## WORK INSTRUCTION
Print word for word the part of the Social Security break-even article below, starting with "When considering the" and going on through "benefits and age.".

How to Calculate Your Social Security Break-Even Age

As retirement nears, you may be wondering when to start taking Social Security payments. These benefits are primarily based on your earnings during your working years and your age when you start receiving benefits. You can start payments at age 62, but your checks will be reduced. If you wait, your monthly checks will increase until age 70.

Though your monthly benefit amount will be higher if you start collecting benefits at an older age, it will take awhile to receive the same total amount you would have received by starting earlier. Your break-even age is the point when drawing your payments later begins to exceed the value of starting payments early. “The most common indicator people use to determine when to collect benefits is called the break-even point,” says Chuck Czajka, a certified Social Security claiming strategist and founder of Macro Money Concepts in Stuart, Florida.

When considering the best time to begin Social Security, you can think through:

— How to calculate your Social Security break-even age.

— Your personal and family medical history.

— Your spouse’s benefits and age.

— Your desire to work.

— Other income streams.

[READ: How Much You Will Get From Social Security.]

What Is the Social Security Break-Even Age?

## SUPPLIED INFORMATION
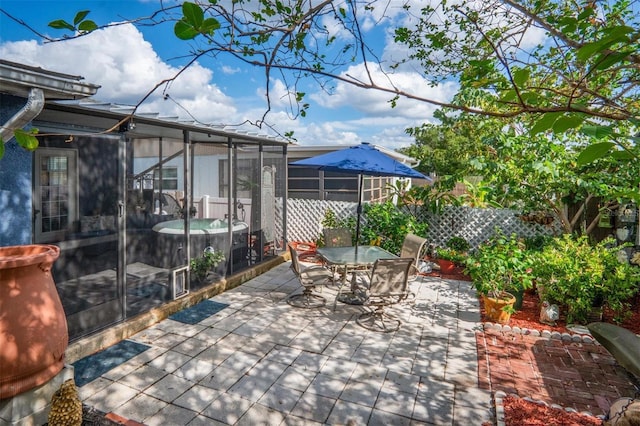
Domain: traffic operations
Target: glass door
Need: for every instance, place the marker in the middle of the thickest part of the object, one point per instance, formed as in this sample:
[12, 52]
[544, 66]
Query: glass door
[56, 193]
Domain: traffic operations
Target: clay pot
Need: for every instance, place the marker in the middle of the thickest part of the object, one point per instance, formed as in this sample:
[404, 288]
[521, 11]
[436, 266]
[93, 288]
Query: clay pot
[494, 307]
[33, 326]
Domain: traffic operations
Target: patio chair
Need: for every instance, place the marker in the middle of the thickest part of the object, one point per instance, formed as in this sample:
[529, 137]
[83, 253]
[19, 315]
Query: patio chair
[309, 278]
[337, 237]
[388, 285]
[413, 246]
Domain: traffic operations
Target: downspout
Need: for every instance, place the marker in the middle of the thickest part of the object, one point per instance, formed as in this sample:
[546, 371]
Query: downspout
[33, 107]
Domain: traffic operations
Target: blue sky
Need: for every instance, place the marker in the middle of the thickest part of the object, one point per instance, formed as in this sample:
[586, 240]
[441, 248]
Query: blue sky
[128, 61]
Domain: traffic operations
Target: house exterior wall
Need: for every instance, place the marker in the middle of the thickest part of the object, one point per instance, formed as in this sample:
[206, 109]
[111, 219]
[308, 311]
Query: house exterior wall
[15, 183]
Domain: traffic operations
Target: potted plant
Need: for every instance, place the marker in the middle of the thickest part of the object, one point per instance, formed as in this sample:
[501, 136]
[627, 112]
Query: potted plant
[453, 254]
[447, 259]
[200, 266]
[499, 268]
[582, 278]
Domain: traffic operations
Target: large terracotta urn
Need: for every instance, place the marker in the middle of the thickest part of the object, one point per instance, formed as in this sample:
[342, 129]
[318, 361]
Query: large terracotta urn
[33, 327]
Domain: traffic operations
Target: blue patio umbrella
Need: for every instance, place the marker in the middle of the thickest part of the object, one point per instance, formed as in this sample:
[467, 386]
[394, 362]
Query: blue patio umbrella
[363, 159]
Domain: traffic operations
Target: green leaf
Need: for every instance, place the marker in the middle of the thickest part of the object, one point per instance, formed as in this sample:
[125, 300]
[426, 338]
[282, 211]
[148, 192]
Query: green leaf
[521, 76]
[26, 140]
[598, 132]
[545, 122]
[61, 24]
[193, 14]
[184, 31]
[209, 26]
[622, 155]
[87, 26]
[607, 60]
[80, 16]
[594, 152]
[567, 122]
[508, 96]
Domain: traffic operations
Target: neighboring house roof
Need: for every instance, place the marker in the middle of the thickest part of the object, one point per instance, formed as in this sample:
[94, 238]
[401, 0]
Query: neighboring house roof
[89, 116]
[68, 108]
[18, 79]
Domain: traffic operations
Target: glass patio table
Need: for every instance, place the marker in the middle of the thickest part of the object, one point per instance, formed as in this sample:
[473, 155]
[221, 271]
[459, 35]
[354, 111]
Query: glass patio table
[353, 258]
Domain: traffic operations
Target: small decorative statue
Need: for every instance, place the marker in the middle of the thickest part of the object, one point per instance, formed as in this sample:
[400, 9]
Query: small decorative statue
[549, 313]
[66, 407]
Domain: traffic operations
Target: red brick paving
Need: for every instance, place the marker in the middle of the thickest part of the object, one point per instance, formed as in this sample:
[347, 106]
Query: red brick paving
[580, 375]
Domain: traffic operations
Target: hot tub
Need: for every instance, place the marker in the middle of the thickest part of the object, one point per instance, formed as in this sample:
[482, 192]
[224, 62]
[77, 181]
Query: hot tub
[170, 238]
[199, 226]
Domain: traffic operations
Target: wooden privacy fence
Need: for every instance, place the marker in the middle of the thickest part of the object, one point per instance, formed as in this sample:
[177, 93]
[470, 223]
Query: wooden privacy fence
[304, 222]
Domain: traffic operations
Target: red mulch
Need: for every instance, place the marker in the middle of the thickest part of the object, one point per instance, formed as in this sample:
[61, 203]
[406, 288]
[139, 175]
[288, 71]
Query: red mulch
[519, 412]
[528, 316]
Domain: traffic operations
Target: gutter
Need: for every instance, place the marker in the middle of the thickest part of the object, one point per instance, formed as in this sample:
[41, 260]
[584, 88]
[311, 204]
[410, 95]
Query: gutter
[33, 107]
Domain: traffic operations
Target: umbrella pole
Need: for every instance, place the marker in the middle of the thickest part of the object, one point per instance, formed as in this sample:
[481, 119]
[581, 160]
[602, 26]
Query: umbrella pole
[359, 211]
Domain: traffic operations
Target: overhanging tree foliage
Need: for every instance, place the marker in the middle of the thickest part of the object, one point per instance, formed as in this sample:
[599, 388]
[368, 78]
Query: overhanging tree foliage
[563, 64]
[569, 60]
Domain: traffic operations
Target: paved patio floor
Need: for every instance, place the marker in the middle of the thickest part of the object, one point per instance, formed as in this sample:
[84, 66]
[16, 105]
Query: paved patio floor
[261, 361]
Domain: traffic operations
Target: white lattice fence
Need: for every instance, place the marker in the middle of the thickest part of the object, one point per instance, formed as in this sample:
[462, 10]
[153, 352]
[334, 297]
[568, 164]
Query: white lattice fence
[473, 224]
[305, 217]
[478, 225]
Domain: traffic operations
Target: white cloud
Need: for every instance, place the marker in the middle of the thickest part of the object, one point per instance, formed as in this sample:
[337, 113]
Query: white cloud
[229, 70]
[127, 74]
[376, 103]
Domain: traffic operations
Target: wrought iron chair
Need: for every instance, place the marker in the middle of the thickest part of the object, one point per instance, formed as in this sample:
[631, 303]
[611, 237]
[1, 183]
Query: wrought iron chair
[388, 285]
[414, 247]
[309, 278]
[337, 237]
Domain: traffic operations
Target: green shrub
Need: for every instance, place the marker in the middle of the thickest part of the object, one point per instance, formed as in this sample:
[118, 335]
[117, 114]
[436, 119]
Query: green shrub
[500, 264]
[580, 276]
[386, 225]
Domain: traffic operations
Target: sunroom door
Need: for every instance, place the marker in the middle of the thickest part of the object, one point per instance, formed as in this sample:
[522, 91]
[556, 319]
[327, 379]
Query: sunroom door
[56, 193]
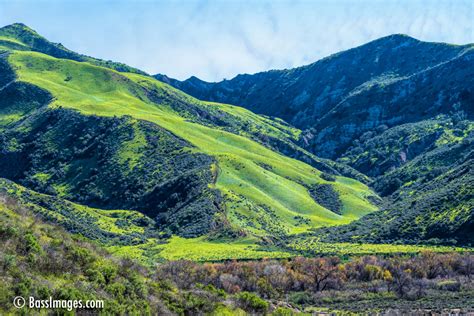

## SOLUTION FOR THIS TASK
When considering the best time to begin Social Security, you can think through:

— How to calculate your Social Security break-even age.

— Your personal and family medical history.

— Your spouse’s benefits and age.